Entries supplied.

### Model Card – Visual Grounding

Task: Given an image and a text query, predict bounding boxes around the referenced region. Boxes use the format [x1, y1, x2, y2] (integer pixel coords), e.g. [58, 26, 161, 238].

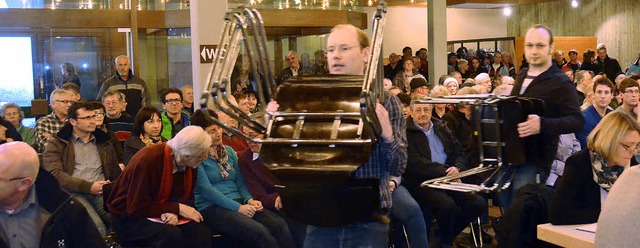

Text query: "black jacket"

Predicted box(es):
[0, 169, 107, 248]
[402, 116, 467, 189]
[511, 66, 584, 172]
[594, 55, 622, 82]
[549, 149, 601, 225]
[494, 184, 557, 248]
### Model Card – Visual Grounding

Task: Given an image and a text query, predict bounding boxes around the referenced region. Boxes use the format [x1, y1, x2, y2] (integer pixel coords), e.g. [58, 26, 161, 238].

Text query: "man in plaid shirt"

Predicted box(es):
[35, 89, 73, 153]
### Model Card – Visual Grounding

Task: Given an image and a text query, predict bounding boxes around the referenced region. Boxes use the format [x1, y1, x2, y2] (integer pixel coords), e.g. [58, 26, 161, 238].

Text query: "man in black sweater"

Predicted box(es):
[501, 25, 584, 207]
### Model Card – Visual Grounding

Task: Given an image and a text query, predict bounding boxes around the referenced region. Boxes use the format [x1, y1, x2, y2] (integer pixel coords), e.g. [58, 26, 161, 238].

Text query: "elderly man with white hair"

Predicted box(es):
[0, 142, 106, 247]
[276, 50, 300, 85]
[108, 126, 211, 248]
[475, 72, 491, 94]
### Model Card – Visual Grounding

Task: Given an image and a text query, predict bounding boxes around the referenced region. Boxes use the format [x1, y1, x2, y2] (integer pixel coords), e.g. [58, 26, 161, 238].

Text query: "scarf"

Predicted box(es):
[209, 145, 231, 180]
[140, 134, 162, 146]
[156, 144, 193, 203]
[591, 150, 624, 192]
--
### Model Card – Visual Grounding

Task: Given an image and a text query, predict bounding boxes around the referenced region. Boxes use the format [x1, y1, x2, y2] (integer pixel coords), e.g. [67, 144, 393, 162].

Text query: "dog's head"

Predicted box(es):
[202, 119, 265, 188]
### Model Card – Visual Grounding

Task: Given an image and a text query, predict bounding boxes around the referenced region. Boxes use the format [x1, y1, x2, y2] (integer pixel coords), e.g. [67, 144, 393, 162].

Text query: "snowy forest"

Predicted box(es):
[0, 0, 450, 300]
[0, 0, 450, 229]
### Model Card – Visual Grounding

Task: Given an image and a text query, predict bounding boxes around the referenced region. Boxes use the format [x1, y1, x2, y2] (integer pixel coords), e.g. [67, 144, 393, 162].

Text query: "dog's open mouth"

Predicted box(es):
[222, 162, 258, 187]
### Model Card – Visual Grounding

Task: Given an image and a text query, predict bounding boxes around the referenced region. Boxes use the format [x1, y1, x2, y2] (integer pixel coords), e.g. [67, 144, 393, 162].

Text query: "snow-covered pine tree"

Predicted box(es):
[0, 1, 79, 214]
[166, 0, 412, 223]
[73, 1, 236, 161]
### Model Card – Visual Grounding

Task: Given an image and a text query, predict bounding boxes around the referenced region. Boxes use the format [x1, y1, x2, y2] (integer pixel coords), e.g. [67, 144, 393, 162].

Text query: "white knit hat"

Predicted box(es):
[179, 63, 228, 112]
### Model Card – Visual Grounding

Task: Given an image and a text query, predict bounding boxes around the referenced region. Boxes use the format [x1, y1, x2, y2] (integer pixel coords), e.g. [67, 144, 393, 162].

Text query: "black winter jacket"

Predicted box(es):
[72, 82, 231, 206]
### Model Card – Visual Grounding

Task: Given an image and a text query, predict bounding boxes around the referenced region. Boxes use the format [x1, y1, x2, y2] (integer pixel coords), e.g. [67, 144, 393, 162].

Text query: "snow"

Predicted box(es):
---
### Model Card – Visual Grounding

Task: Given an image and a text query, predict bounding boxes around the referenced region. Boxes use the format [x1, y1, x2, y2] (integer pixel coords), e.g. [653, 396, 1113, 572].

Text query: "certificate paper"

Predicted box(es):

Task to complete. Gather every line above that contains the word "jacket", copying each one whole. Case counts.

Result for this task.
Text query: "black jacket"
Text query: "black winter jacket"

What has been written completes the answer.